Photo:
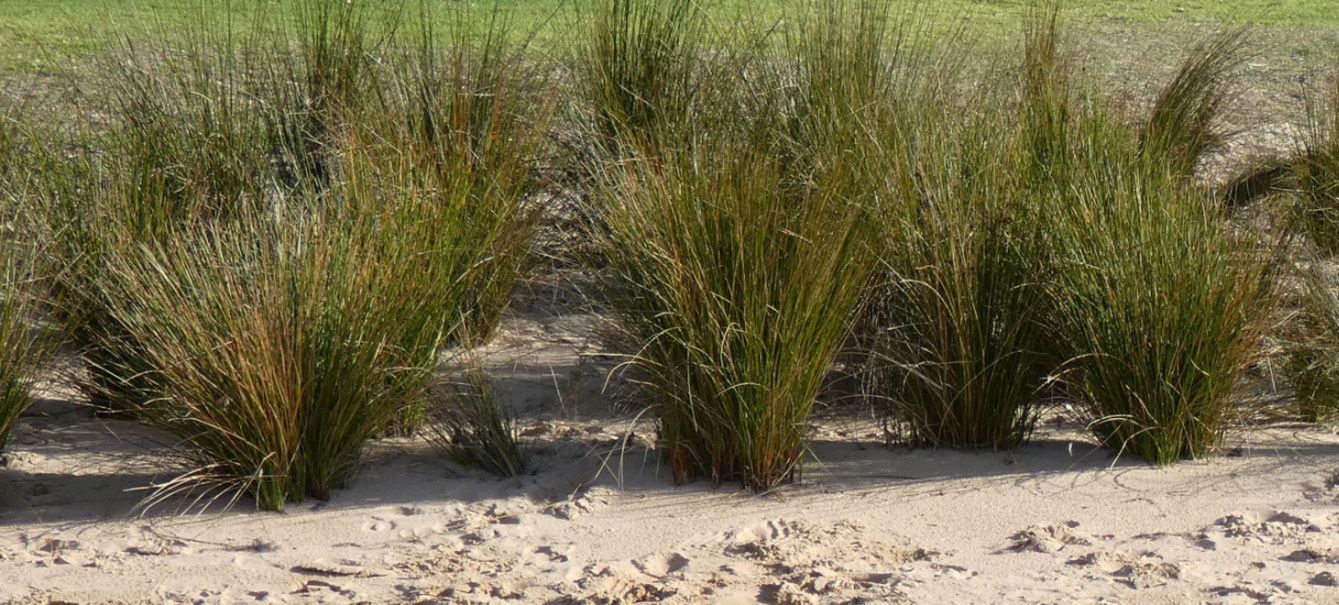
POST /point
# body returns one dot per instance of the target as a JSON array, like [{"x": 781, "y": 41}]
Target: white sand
[{"x": 1053, "y": 522}]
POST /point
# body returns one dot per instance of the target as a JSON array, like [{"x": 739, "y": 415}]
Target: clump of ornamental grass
[
  {"x": 26, "y": 341},
  {"x": 1156, "y": 305},
  {"x": 639, "y": 66},
  {"x": 1160, "y": 304},
  {"x": 1312, "y": 358},
  {"x": 735, "y": 273},
  {"x": 279, "y": 343},
  {"x": 319, "y": 72},
  {"x": 1185, "y": 122},
  {"x": 473, "y": 428},
  {"x": 954, "y": 327},
  {"x": 470, "y": 121},
  {"x": 962, "y": 341},
  {"x": 1316, "y": 173},
  {"x": 186, "y": 147}
]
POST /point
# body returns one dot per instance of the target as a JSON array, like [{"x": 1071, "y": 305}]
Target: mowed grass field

# # # #

Short exercise:
Extract each line of the records that contains the string "instance".

Answer below:
# body returns one dot per instance of the target as a JSON array, like [{"x": 781, "y": 41}]
# body returns one dot per instance of the target as a JSON array, like [{"x": 739, "y": 415}]
# body returns one dot per instance of the target as a JSON array, like [{"x": 1071, "y": 305}]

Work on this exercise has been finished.